Ep.1/ The Not so simple art of Balance
Balance your work and your life. Balance your diet. Balance your emotions. Balance your ambitions.
Balance is supposed to be simple.
That’s what they tell you, anyway. Balance your work and your life. Balance your diet. Balance your emotions. Balance your ambitions. Like you’re carrying a tray of drinks through a crowded bar and if you just keep your wrist steady, nothing will spill.
Then the requirements start appearing. Quietly at first. Then all at once.
Ep.1/
The not so simple art of Balance
“That Girl” bucketlist
First, your health.
Not just health — that outdated idea of not being actively unwell. You need protein, steps, hydration, mobility, sleep quality. And if you could also look fit while you’re at it — strong, lean, visibly “doing it right” — that would be ideal.
Somewhere along the way, all of this got packaged into a neat little fantasy — the “that girl” routine. She wakes up early. She journals. She hydrates. She moves her body in matching activewear. She eats beautifully balanced meals, earns well, invests wisely, glows quietly, and somehow never seems rushed, resentful, or tired.

■ **Task to complete**
In the essay on balance, change "crowded bar" to "busy café" and give the section starting at "Balance is supposed" and ending at "would be ideal.".

■ **Data for analysis**
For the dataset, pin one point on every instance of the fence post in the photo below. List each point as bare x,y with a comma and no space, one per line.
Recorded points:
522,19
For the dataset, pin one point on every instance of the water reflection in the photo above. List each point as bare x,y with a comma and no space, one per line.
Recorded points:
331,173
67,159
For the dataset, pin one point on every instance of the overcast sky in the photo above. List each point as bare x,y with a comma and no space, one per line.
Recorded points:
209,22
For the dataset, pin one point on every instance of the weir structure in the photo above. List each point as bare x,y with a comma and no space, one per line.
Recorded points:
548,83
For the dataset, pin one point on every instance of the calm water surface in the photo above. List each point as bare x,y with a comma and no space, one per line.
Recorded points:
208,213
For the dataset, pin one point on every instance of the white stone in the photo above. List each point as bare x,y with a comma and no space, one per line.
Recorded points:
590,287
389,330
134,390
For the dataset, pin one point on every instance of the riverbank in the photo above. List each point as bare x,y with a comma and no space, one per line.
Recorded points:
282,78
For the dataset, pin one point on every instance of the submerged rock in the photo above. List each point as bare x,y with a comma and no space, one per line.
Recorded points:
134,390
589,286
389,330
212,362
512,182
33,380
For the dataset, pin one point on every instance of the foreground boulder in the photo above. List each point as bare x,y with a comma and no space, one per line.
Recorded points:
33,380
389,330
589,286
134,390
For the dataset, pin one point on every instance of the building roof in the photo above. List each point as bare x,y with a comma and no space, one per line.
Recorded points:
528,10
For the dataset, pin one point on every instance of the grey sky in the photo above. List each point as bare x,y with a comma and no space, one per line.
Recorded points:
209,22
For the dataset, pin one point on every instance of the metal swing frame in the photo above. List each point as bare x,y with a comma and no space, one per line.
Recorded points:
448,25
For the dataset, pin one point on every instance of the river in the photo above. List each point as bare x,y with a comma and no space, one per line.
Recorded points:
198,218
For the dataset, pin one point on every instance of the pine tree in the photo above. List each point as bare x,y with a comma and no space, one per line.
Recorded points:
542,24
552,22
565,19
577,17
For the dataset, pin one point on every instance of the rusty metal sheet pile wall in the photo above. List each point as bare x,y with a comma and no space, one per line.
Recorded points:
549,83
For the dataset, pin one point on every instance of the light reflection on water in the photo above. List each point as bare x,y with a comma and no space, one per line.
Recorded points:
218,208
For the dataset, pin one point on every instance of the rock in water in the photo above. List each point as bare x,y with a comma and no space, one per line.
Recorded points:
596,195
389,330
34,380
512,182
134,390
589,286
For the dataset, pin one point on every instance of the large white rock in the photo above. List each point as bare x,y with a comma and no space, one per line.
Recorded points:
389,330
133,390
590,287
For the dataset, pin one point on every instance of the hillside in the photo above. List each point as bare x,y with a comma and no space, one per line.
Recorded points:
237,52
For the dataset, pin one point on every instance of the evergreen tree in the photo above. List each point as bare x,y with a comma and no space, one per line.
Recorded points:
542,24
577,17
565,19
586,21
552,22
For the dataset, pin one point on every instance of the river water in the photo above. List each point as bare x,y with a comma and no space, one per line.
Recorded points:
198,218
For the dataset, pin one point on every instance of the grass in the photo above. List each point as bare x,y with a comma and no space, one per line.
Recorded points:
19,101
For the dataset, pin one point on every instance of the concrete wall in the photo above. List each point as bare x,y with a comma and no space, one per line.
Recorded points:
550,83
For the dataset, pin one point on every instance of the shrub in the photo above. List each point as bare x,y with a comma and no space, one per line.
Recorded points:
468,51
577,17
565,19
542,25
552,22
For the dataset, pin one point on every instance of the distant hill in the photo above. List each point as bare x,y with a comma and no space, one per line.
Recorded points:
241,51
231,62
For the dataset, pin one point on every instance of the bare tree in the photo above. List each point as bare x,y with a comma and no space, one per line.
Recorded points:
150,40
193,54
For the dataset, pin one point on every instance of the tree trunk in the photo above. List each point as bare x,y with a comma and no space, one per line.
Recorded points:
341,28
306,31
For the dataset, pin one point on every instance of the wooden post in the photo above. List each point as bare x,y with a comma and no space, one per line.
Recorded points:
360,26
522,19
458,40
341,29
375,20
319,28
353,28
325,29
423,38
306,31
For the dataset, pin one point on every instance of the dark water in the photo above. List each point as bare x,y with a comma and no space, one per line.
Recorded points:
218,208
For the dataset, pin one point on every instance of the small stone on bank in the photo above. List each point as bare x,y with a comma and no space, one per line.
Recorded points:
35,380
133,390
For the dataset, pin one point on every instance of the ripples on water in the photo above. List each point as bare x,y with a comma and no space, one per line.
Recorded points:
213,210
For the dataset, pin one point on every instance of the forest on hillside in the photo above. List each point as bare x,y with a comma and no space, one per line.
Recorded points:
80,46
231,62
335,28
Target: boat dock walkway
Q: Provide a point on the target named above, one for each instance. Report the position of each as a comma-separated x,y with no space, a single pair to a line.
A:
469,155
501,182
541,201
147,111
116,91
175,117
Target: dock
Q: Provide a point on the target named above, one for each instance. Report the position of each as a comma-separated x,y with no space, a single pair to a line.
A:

■ **Exercise solution**
Balance is supposed to be simple.
That’s what they tell you, anyway. Balance your work and your life. Balance your diet. Balance your emotions. Balance your ambitions. Like you’re carrying a tray of drinks through a busy café and if you just keep your wrist steady, nothing will spill.
Then the requirements start appearing. Quietly at first. Then all at once.
Ep.1/
The not so simple art of Balance
“That Girl” bucketlist
First, your health.
Not just health — that outdated idea of not being actively unwell. You need protein, steps, hydration, mobility, sleep quality. And if you could also look fit while you’re at it — strong, lean, visibly “doing it right” — that would be ideal.